Brief:
Tally the lines in the listing below that include "head". Answer with the count and nothing more.

Records provided:
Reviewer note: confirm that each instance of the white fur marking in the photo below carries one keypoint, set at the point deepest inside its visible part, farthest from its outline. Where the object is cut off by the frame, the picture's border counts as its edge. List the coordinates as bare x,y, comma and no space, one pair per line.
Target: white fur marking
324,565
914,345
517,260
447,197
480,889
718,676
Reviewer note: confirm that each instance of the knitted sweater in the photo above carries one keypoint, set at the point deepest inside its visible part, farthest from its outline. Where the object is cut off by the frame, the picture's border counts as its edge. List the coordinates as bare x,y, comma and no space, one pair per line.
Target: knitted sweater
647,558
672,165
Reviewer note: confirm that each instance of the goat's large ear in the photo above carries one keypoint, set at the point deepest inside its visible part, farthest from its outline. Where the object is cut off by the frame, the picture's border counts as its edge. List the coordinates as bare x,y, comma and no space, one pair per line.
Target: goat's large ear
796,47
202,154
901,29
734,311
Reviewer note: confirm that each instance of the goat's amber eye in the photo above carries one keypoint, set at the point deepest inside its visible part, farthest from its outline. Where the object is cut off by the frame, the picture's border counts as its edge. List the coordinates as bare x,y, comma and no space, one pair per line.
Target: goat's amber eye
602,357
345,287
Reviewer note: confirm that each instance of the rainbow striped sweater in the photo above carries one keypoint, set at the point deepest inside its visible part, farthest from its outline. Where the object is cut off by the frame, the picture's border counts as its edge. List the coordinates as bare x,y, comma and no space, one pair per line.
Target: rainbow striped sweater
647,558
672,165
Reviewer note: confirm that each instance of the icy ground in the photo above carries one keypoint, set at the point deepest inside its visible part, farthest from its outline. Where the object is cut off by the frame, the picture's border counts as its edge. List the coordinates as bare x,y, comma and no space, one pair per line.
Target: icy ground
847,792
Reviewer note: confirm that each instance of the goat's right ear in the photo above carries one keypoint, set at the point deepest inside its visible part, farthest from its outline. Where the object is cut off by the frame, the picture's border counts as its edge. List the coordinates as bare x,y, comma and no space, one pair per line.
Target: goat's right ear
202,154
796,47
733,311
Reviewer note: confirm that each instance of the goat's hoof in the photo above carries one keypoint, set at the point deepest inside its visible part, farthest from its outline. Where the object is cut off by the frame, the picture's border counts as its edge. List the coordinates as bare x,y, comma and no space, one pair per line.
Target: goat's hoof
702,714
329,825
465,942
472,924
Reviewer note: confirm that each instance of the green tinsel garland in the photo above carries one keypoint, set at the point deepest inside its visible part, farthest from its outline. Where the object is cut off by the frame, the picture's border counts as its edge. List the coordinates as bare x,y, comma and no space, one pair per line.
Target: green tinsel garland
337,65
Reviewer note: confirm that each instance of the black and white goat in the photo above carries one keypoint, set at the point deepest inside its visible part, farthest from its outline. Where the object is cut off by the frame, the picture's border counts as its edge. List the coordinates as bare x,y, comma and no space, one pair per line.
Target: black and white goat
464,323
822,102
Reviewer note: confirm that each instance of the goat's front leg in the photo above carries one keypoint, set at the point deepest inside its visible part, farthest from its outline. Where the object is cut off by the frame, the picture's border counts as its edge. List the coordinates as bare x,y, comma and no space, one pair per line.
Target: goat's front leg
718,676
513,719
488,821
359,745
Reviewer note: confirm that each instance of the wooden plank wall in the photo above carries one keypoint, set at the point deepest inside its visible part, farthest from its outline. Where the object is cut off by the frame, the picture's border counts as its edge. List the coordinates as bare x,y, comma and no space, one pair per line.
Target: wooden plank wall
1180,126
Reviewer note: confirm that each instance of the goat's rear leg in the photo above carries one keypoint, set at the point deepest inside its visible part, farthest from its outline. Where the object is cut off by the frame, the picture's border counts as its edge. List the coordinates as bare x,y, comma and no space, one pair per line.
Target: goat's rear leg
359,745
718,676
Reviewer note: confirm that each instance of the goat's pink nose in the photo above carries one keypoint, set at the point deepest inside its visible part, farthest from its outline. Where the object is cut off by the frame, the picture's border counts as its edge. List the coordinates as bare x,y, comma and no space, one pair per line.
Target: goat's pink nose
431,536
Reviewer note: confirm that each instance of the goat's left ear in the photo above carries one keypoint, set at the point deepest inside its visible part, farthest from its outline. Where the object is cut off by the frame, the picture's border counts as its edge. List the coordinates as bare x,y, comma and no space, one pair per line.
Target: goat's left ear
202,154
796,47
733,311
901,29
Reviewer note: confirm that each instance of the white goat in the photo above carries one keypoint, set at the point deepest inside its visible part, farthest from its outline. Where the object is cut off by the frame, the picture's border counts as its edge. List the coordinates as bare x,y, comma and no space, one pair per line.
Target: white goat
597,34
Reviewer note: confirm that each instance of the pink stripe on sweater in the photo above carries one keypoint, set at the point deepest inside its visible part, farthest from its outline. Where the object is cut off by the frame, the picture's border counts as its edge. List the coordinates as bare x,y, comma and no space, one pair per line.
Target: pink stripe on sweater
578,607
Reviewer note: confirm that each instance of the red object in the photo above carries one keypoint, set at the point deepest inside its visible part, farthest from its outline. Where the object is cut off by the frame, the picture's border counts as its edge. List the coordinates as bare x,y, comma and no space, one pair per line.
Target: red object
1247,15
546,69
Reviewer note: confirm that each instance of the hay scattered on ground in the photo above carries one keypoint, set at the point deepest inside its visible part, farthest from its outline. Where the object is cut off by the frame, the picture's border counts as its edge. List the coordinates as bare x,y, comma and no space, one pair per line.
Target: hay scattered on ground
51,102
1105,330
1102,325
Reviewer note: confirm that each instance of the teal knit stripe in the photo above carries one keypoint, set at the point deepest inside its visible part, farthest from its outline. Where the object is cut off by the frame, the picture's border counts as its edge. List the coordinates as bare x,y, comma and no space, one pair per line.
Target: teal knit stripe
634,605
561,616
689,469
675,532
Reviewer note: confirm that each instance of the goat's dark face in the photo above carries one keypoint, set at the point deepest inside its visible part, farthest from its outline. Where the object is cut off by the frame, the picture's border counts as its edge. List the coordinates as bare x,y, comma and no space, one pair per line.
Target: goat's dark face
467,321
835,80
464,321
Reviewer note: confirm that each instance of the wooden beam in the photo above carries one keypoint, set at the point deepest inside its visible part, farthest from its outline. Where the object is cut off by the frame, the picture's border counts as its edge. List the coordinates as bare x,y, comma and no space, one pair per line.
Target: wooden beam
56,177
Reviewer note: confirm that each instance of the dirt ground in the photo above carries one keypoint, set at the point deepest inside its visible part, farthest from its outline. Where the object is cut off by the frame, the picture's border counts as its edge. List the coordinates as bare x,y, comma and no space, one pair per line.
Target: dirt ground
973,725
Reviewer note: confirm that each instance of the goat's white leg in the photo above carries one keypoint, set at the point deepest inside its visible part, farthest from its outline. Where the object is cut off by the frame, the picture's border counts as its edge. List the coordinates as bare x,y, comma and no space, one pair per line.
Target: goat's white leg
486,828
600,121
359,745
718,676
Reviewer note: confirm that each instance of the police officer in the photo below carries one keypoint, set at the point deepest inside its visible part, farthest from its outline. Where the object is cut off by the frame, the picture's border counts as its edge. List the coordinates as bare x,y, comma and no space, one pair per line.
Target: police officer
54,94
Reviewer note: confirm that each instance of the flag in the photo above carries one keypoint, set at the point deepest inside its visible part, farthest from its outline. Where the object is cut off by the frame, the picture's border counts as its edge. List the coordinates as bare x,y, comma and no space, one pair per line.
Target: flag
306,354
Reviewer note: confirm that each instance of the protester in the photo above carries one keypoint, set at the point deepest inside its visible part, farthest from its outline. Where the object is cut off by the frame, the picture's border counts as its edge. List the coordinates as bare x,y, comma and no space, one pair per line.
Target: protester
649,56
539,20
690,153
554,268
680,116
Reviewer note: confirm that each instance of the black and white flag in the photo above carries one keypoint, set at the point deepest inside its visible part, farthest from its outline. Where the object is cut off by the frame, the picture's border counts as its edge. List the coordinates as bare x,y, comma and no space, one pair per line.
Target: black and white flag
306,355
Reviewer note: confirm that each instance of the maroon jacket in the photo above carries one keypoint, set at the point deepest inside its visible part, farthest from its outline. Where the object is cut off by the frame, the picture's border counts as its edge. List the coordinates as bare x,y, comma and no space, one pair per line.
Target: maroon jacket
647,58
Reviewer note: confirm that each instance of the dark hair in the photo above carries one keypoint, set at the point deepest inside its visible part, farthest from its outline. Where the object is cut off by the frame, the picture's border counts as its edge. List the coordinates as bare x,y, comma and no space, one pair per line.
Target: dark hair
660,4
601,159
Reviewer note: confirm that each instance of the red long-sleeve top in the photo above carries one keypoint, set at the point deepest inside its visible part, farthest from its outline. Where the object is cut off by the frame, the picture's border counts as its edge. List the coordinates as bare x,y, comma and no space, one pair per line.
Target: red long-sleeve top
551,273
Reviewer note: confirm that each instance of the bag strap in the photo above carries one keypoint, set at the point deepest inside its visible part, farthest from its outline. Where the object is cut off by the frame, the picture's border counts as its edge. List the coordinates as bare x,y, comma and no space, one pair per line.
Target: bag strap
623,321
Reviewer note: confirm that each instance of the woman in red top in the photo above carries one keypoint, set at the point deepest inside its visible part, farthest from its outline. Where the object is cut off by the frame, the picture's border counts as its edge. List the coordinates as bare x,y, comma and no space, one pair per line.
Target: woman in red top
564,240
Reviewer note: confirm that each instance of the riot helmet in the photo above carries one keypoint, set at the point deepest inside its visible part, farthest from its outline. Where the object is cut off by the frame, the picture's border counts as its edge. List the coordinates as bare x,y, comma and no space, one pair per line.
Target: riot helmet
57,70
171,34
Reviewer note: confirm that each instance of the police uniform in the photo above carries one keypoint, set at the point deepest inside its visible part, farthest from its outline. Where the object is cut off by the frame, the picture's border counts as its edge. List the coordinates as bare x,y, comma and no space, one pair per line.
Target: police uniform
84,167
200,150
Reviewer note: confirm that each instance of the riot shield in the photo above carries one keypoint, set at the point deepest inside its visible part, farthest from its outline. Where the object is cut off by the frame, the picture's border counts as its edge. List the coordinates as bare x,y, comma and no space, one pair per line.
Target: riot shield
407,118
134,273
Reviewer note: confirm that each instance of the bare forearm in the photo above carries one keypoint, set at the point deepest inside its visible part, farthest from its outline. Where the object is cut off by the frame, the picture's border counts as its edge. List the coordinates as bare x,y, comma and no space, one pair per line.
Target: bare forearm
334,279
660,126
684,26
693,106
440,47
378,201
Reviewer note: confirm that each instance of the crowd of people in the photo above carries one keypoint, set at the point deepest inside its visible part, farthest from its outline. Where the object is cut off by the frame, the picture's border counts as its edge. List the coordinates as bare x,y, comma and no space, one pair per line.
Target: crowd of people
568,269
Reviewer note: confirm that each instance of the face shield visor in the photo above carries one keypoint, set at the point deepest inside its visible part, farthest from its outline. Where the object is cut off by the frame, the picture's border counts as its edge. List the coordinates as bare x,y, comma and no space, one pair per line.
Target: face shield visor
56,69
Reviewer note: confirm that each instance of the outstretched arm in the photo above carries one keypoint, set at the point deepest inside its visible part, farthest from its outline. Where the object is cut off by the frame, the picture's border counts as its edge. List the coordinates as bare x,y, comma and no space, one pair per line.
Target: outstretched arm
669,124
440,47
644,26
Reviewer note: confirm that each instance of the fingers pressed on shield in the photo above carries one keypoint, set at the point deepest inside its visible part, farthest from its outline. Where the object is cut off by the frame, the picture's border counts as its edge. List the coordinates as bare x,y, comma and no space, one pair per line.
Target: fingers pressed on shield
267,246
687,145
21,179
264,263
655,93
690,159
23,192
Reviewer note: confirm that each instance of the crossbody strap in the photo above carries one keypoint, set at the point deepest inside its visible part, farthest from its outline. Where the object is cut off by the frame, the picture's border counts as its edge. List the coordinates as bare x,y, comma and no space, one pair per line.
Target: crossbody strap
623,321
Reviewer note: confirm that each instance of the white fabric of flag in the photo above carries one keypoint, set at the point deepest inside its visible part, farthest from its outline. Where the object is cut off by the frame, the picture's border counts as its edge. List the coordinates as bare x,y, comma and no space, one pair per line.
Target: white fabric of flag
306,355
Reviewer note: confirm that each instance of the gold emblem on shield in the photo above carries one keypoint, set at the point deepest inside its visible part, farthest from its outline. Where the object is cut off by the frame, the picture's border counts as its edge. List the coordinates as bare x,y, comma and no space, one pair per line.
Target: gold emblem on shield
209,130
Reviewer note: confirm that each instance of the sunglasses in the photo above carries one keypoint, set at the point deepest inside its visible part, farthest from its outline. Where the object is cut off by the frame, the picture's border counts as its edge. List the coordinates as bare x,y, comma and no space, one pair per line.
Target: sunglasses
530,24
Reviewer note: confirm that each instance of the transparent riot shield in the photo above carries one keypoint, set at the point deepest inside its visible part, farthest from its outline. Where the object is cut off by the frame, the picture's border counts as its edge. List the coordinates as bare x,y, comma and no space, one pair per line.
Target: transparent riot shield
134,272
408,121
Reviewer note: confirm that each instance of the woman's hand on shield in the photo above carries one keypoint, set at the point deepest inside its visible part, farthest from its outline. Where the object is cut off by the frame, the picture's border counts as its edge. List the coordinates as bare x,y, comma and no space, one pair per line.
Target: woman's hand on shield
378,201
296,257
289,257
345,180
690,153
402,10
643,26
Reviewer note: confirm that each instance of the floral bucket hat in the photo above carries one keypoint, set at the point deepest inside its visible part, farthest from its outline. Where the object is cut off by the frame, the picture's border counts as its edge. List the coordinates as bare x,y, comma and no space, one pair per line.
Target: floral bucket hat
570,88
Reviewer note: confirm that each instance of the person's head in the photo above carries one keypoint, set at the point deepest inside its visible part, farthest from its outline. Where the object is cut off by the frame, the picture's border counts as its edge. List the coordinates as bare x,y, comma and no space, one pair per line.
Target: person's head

Response below:
2